TEXT SEGMENT:
------------------------------

France: Yellow-Vest boost
2018 Balance: -2.6 per cent (deficit)
2019 Forecast: -3.3 per cent

President Emmanuel Macron's tax cuts in response to the Yellow Vest protests are lifting the economy just as the euro zone slumps. They'll amount to a stimulus of around Dh69.92bn, or 0.5 per cent of GDP. That's on top of a one-off boost for businesses this year from changes in tax credits.
France isn't the obvious candidate for belt-loosening in the euro zone. With debt already near 100 per centy of GDP, the national auditor has warned that Mr Macron's largesse has derailed efforts to repair the public finances from the last global crisis, and won't leave much room if there's another one.

France plans to resume tightening next year, with spending cuts and the removal of corporate tax-breaks, to get the deficit down to 2.1 per cent of GDP. It’s hoping Germany will pick up the baton of fiscal stimulus, and has proposed a deal along those lines known as the “growth contract.” So far, Berlin hasn’t responded.

Germany: balancing act
2018 Balance: +1.7 per cent (surplus)
2019 Forecast: +1.1 per cent

The German government's own numbers show the budget in perfect balance for a sixth straight year – as it's constitutionally required to be, outside of recessions. (The IMF calculates that it's actually in surplus.)
Zero deficits have been a hallmark of Chancellor Angela Merkel's government and not one that's likely to be abandoned easily, even as economic sentiment at home worsens and external pressure grows. When analysts calculate which countries have "fiscal space,'' Germany is usually top of the list – and it's likely the main target of ECB chief Mario Draghi's increasingly
loud demands for some spending support.

But the government brushes off such calls. The public argument is that current economic problems aren't too severe yet, and are global in nature anyway. Behind the scenes, finance ministry officials are wary that a deep slowdown could be on the way - and their mantra is that Germany needs to keep its fiscal powder dry so it can pull itself and maybe all of Europe out
of a recession.

Italy: battling Brussels
2018 Balance: -2.1 per cent (deficit)
2019 Forecast: -2.7 per cent

Italy, with a long-stagnant economy, wants to kickstart growth by widening its deficit, but it's run up against EU rules. Twice in six months, it's had to compromise over budget
targets to avoid giant fines.
The populist government in Rome may yet have some cards to play, though. It's seeking to avoid implementing an already legislated sales-tax increase next year, while speeding up cuts in income and corporate tax rates - and leaving income-support and early-retirement programs intact.

------------------------------

MATERIAL PROVIDED:
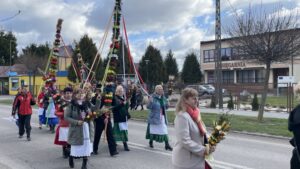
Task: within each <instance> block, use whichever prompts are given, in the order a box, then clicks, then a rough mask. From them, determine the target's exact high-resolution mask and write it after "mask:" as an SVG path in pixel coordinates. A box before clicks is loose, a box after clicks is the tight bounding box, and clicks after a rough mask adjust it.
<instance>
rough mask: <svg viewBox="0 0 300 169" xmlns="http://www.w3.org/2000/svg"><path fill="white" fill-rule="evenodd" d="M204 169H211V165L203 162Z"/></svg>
mask: <svg viewBox="0 0 300 169" xmlns="http://www.w3.org/2000/svg"><path fill="white" fill-rule="evenodd" d="M205 169H212V167H211V165H210V164H209V163H208V162H207V161H206V160H205Z"/></svg>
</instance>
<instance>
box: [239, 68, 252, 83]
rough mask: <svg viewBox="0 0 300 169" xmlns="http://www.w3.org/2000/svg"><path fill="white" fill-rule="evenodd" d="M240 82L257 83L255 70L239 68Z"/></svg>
mask: <svg viewBox="0 0 300 169" xmlns="http://www.w3.org/2000/svg"><path fill="white" fill-rule="evenodd" d="M237 82H238V83H255V70H239V71H237Z"/></svg>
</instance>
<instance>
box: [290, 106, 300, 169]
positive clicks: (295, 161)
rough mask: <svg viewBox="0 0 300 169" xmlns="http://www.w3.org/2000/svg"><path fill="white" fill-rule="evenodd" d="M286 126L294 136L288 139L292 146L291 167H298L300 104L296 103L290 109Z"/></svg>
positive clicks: (293, 167)
mask: <svg viewBox="0 0 300 169" xmlns="http://www.w3.org/2000/svg"><path fill="white" fill-rule="evenodd" d="M288 127H289V130H290V131H291V132H293V135H294V137H293V138H292V139H291V140H290V143H291V144H292V146H293V147H294V150H293V155H292V158H291V161H290V163H291V169H299V168H300V156H299V155H300V105H298V106H297V107H296V108H295V109H294V110H293V111H291V113H290V116H289V120H288Z"/></svg>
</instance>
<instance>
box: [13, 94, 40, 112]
mask: <svg viewBox="0 0 300 169" xmlns="http://www.w3.org/2000/svg"><path fill="white" fill-rule="evenodd" d="M34 104H35V100H34V99H33V97H32V95H31V94H30V93H29V92H27V94H25V95H24V94H21V95H19V96H18V97H17V98H16V107H18V108H19V114H21V115H31V114H32V108H31V105H34Z"/></svg>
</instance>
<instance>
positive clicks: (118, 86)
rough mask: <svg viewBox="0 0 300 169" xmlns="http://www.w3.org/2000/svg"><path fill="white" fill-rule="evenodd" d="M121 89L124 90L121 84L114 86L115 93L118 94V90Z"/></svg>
mask: <svg viewBox="0 0 300 169" xmlns="http://www.w3.org/2000/svg"><path fill="white" fill-rule="evenodd" d="M121 90H124V89H123V86H121V85H118V86H117V87H116V91H115V93H116V94H119V92H120V91H121Z"/></svg>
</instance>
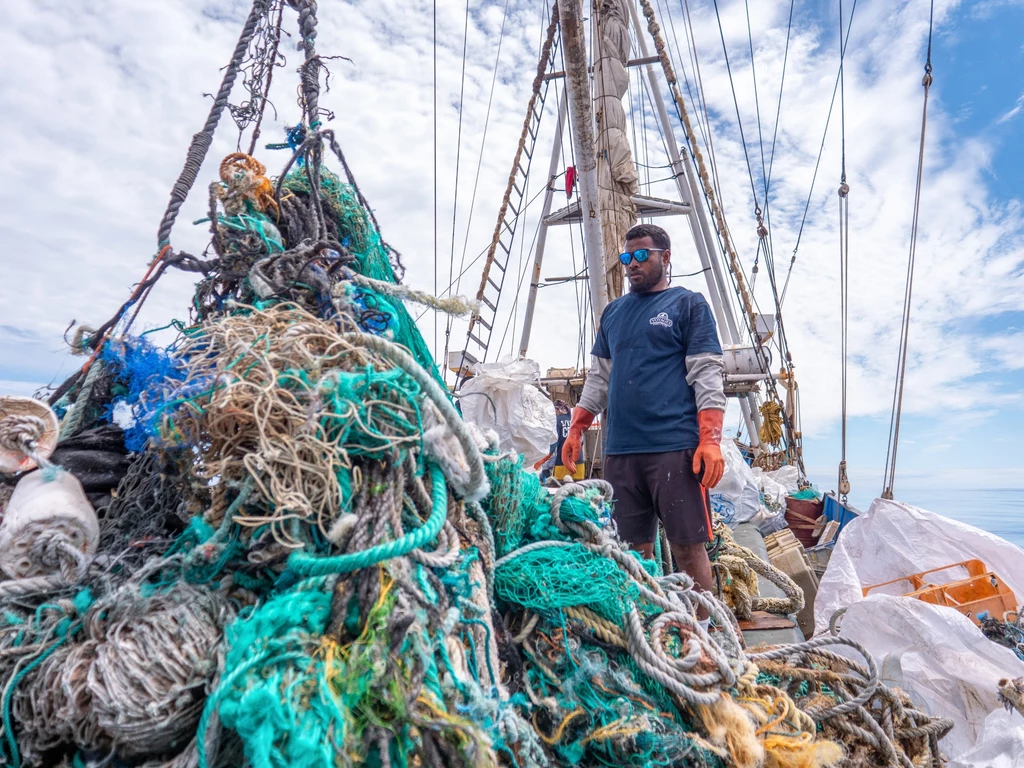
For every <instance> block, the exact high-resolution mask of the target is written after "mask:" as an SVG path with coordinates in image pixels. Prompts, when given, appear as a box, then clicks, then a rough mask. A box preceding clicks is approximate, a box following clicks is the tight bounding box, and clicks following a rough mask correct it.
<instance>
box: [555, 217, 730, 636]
mask: <svg viewBox="0 0 1024 768" xmlns="http://www.w3.org/2000/svg"><path fill="white" fill-rule="evenodd" d="M671 247H672V244H671V242H670V240H669V233H668V232H666V231H665V229H663V228H662V227H659V226H653V225H650V224H639V225H637V226H634V227H633V228H632V229H630V230H629V231H628V232H627V233H626V247H625V249H624V253H623V254H621V255H620V261H622V263H623V264H624V265H625V267H626V271H627V276H628V278H629V283H630V292H629V293H628V294H627V295H625V296H623V297H621V298H618V299H615V300H614V301H612V302H611V303H610V304H608V306H607V307H606V308H605V310H604V312H603V314H602V315H601V324H600V328H599V329H598V333H597V339H596V340H595V342H594V348H593V350H592V352H591V354H592V355H593V358H592V364H591V371H590V374H589V375H588V377H587V382H586V384H585V385H584V388H583V396H582V397H581V398H580V404H579V406H578V407H577V408H575V409H574V410H573V411H572V422H571V425H570V427H569V434H568V436H567V437H566V439H565V442H564V444H563V446H562V464H563V465H564V466H565V468H566V469H567V470H568V471H569V472H570V473H571V472H574V471H575V462H577V460H578V459H579V457H580V450H581V444H582V441H583V433H584V432H585V431H586V430H587V429H588V428H589V427H590V425H591V424H593V422H594V419H595V417H596V416H597V415H598V414H600V413H601V412H602V411H604V410H605V409H607V416H606V418H605V427H606V429H607V433H606V440H605V460H604V477H605V479H606V480H608V481H609V482H610V483H611V486H612V488H613V489H614V493H615V506H614V512H613V515H612V516H613V519H614V520H615V524H616V525H617V527H618V534H620V536H621V537H622V539H623V541H625V542H627V543H628V544H629V545H630V546H631V547H632V548H633V549H635V550H636V551H637V552H639V553H640V554H642V555H643V556H644V557H646V558H648V559H650V558H652V557H653V552H654V539H655V537H656V536H657V523H658V520H660V521H662V525H663V526H664V527H665V531H666V535H667V538H668V540H669V544H670V546H671V548H672V555H673V557H674V558H675V561H676V565H677V566H678V567H679V569H680V570H683V571H685V572H686V573H688V574H689V575H690V577H691V578H692V579H693V581H694V582H696V584H697V586H698V587H699V588H701V589H705V590H709V591H711V590H712V589H713V581H712V572H711V562H710V561H709V560H708V552H707V550H706V549H705V544H707V543H708V542H710V541H711V538H712V523H711V513H710V505H709V503H708V488H712V487H715V485H716V484H718V481H719V480H720V479H722V473H723V472H724V471H725V460H724V459H723V458H722V450H721V447H720V445H719V443H720V441H721V439H722V420H723V417H724V415H725V404H726V403H725V391H724V389H723V380H722V347H721V345H720V344H719V341H718V332H717V329H716V327H715V317H714V315H713V314H712V311H711V307H709V306H708V302H707V301H706V300H705V298H703V296H701V295H700V294H698V293H693V292H692V291H687V290H686V289H685V288H680V287H676V288H670V287H669V280H670V275H671V271H670V259H671V257H672V251H671ZM701 617H702V611H701Z"/></svg>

------------------------------

PROBLEM TO WORK ON: Carry the text on euro zone budget balances forward from its last sentence. The material comes from a separate source and has nothing to do with the text on euro zone budgets.

REPLY:
To avoid another blowup with Brussels, the government may have to consider taking away a host of tax breaks enjoyed by various groups, which won't make voters happy. And it has a couple of other avenues for raising revenue – like squeezing more dividend payments out of state-owned companies, and extending a crackdown on evasion that has already netted settlements from UBS and the Gucci fashion empire.

Japan: taxing time
* 2018 Balance: -3.2 per cent (deficit)
* 2019 Forecast: -2.8 per cent

Japan has a big budget landmark coming up: a proposed increase in the sales tax in October. It's been in the pipeline for a long time, and the government says it's essential to trim the world's biggest national debt.
But as the date nears, some policy makers are getting edgy.
They're arguing that Japan has got burned this way before - by withdrawing fiscal stimulus too soon, with tax increases that tipped the economy back into recession. Some policymakers want a spending boost alongside the tax, to make sure that doesn't happen again.

Japan has been tightening policy after running some of the world's biggest budget deficits in the five years after the financial crisis - averaging almost 9 per cent of GDP. It's often cited
by Modern Monetary Theory, an economic school which backs active use of fiscal policy, to show that deficit-spending needn't trigger inflation or scare bond vigilantes. Now Japan is having a lively domestic debate about MMT, whose advocates say the sales-tax increase is a mistake.

What the economists say:

Victory for Prime Minister Shinzo Abe's ruling coalition in the upper-house election will reinforce Abe's plan to go ahead with a sales-tax hike in October. The hike could add about ¥5
trillion(Dh173.71 billion) in revenue, according to government estimates.
But much of that will go on funding free education and providing subsidies for the low-income elderly, not to reining in the budget deficit. This will be a short-term positive for growth, but a negative for Japan's debt trajectory in the longer term.
Yuki Masujima, Bloomberg Economics

UK: austerity over?
* 2018 Balance: -1.4 per cent (deficit)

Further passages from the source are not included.